## [Actividad A]
Resume en forma de lista el párrafo del texto sobre el documental Happy que empieza con «El otro día, hurgando» y conserva sus datos principales.
## [Actividad B]
Continúa el texto sobre el documental Happy a partir de su última oración.

##### Texto de la página #####

El otro día, hurgando en la patética programación que Netflix destina a los adultos de nuestro país, me encontré con Happy, un documental que vale la pena ver porque nos acerca a uno de esos temas que, de tan importantes, con frecuencia preferimos soslayar: la felicidad o la “calidad de vida”. En él aparecen personas de nacionalidades, edades y trabajos muy diversos (un chofer de bicitaxi en Singapur, un campesino en Japón, un monje en Francia, un pescador en Luisiana, un enfermero en Calcuta, un ermitaño en Brasil, por mencionar algunos). El denominador común era que todos se estimaban felices y afortunados. ¿De cuántos de nosotros se podría decir lo mismo? La pauta del documental eran los descubrimientos de algunos científicos de Harvard, quienes en los últimos tiempos se han interesado en estos temas. En las entrevistas, los sicólogos aseguraban que la felicidad no constituye un asunto tan subjetivo como siempre se ha pensado, tampoco una capacidad que poseen las conciencias extraordinarias. Al contrario, es posible medir el grado de bienestar que producen algunos cerebros entrenados para ello, y también los entrenados para el sufrimiento, la insatisfacción, el estrés.

##### Datos mostrados #####

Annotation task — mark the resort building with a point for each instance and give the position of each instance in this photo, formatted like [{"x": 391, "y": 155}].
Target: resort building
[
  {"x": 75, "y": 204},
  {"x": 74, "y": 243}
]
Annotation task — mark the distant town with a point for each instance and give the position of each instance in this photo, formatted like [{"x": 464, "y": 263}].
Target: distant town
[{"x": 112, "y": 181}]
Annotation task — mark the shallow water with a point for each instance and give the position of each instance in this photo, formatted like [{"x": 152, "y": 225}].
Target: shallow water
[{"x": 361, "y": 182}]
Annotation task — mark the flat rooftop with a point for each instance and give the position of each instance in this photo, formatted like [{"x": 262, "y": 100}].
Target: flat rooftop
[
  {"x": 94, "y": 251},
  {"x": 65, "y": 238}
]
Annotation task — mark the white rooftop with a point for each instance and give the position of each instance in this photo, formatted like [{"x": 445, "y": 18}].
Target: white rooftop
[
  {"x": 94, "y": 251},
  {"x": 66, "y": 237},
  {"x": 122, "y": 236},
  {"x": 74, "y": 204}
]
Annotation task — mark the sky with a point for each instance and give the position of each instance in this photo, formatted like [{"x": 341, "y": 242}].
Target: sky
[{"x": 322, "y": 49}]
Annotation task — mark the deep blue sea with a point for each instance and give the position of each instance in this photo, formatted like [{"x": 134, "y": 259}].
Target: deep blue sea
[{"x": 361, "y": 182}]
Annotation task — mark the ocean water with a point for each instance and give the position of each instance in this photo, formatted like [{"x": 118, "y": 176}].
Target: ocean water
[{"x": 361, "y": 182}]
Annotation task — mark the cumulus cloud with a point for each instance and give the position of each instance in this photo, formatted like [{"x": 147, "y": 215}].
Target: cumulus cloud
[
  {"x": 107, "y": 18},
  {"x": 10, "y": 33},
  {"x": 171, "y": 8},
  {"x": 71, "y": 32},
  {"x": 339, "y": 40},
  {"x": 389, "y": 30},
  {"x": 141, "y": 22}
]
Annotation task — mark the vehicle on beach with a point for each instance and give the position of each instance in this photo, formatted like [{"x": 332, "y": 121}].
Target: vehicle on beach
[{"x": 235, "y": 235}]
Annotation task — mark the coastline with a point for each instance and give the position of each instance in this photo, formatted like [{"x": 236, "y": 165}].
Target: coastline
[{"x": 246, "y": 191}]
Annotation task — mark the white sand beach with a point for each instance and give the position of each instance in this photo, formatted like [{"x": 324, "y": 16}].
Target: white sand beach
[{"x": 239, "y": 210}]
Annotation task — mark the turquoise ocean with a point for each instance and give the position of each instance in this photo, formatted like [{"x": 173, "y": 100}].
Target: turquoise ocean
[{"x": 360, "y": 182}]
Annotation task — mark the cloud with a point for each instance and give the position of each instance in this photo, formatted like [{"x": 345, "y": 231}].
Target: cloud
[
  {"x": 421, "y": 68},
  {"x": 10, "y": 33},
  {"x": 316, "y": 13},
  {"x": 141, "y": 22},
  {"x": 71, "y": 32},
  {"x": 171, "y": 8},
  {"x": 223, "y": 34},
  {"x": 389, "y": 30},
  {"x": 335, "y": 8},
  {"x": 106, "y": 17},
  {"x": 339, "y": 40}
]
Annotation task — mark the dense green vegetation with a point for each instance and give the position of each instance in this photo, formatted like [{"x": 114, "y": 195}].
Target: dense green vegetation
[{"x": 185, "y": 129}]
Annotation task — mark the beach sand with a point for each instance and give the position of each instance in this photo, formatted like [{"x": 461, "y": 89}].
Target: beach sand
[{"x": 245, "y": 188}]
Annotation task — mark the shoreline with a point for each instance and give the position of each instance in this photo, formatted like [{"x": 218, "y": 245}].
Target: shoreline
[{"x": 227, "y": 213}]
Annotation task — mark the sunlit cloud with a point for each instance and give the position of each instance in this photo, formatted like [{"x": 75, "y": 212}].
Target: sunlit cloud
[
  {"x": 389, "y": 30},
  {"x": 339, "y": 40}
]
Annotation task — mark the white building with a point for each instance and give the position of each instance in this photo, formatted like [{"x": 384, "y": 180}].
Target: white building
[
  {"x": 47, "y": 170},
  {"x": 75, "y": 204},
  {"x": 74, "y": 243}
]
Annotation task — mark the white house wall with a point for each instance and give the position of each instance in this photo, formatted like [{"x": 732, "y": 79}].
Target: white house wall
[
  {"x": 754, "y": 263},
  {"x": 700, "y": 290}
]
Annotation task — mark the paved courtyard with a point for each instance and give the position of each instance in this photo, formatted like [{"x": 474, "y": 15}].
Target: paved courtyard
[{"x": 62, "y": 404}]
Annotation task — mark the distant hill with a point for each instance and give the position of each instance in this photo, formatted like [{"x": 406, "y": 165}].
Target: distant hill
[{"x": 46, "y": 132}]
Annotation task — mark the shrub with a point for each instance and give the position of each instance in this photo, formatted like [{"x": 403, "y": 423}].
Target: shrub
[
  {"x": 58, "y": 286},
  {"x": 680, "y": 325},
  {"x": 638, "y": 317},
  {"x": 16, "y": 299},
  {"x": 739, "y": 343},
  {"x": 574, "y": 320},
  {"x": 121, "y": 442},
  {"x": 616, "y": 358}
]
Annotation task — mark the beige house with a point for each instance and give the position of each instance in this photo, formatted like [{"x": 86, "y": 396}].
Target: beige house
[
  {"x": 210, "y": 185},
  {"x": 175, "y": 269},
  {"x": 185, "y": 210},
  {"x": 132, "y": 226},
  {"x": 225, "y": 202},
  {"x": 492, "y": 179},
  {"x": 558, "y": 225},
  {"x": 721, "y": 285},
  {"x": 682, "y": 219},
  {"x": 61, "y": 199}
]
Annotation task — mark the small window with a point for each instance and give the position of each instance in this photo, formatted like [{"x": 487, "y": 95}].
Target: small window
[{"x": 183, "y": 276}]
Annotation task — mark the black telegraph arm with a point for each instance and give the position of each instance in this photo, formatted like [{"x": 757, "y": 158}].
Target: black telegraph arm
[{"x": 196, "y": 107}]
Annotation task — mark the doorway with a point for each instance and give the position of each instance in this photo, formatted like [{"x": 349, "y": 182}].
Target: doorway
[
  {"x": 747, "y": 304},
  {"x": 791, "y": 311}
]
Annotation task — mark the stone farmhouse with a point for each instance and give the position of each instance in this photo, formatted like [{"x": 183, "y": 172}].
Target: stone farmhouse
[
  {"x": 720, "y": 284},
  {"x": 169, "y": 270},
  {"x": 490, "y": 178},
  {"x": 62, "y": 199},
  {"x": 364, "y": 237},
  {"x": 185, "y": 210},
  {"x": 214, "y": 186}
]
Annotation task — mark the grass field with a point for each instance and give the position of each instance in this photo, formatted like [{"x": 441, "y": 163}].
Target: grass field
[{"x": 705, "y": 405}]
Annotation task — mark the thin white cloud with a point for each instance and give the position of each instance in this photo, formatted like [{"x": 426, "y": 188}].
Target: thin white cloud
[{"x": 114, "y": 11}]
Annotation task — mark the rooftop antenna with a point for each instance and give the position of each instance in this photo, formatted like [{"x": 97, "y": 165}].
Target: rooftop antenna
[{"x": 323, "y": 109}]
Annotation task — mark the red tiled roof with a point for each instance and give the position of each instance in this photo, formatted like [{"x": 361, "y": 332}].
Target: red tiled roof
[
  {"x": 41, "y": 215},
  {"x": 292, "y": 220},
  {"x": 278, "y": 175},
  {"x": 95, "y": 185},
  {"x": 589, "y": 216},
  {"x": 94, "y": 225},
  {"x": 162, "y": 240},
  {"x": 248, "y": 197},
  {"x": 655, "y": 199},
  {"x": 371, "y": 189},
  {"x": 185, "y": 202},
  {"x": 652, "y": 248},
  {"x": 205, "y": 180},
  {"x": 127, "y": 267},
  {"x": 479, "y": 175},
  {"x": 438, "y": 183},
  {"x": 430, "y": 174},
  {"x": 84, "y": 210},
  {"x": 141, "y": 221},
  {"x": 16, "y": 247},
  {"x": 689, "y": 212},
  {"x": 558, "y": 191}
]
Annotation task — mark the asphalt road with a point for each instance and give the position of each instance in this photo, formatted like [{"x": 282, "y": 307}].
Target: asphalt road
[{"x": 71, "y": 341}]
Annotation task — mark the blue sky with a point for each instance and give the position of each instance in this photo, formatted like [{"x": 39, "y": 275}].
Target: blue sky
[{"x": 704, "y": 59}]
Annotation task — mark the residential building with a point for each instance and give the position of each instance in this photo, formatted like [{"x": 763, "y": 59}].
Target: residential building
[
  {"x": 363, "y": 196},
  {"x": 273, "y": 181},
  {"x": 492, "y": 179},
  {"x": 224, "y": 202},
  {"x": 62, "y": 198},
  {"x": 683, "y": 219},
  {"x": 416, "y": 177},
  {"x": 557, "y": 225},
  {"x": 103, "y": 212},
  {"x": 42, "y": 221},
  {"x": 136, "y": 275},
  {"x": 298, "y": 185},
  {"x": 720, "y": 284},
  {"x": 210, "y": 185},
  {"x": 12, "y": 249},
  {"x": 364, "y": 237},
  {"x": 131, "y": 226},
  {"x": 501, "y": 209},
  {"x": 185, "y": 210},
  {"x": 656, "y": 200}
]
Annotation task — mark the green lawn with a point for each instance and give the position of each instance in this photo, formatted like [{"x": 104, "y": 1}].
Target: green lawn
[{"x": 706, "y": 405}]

#####

## [Resultado A]
- En la programación de Netflix apareció Happy, un documental que vale la pena ver porque trata la felicidad o la "calidad de vida". Es un tema que, por su importancia, solemos soslayar.
- Muestra a personas de nacionalidades, edades y trabajos muy diversos, como un chofer de bicitaxi en Singapur, un campesino en Japón, un monje en Francia, un pescador en Luisiana, un enfermero en Calcuta y un ermitaño en Brasil.
- Todas ellas se consideraban felices y afortunadas.
- El documental se guía por los descubrimientos de científicos de Harvard que en los últimos tiempos se han interesado en estos temas.
- Según los sicólogos entrevistados, la felicidad no es tan subjetiva como se ha pensado. Tampoco es una capacidad exclusiva de conciencias extraordinarias.
- Es posible medir el bienestar que producen los cerebros entrenados para ello, así como los entrenados para el sufrimiento, la insatisfacción y el estrés.

## [Resultado B]
Existen determinadas prácticas que propician la felicidad y están al alcance de todos. Entre ellas se destaca el ejercicio, el contacto con la naturaleza, los amigos o los seres queridos, las acciones que resultan provechosas para nuestra comunidad y, sobre todo, algo que estos científicos denominan la “concentración fluida”, y consiste en enfocarnos por completo en una actividad que nos produzca placer: la cocina, por ejemplo, el patinaje, la música, la escritura o cualquier otra forma de meditar activa o pasivamente. En pocas palabras, la felicidad no nos cae de repente, como los huracanes, la lotería o el chahuiscle. Exige que participemos en ella. Hay que propiciar las situaciones en las cuales ese estado se genera en nuestra mente.
Para asentar un hábito —sea bueno o nocivo— se necesita constancia: uno no se vuelve alcohólico en un día. Rumiar nuestros problemas, quejarnos de todo o mantener relaciones sadomasoquistas también implica cierto tipo de disciplina. ¿Con qué pensamientos, imágenes, fantasías, discursos o compañeros llenamos nuestra cabeza? ¿Nos ayudan a estar presentes, a disfrutar de la vida y a mejorar nuestro entorno, o todo lo contrario? Sean cuales sean las respuestas, no está de más el cuestionamiento, y tampoco recordar que nuestra higiene mental, como la de nuestro cuerpo, la decidimos nosotros.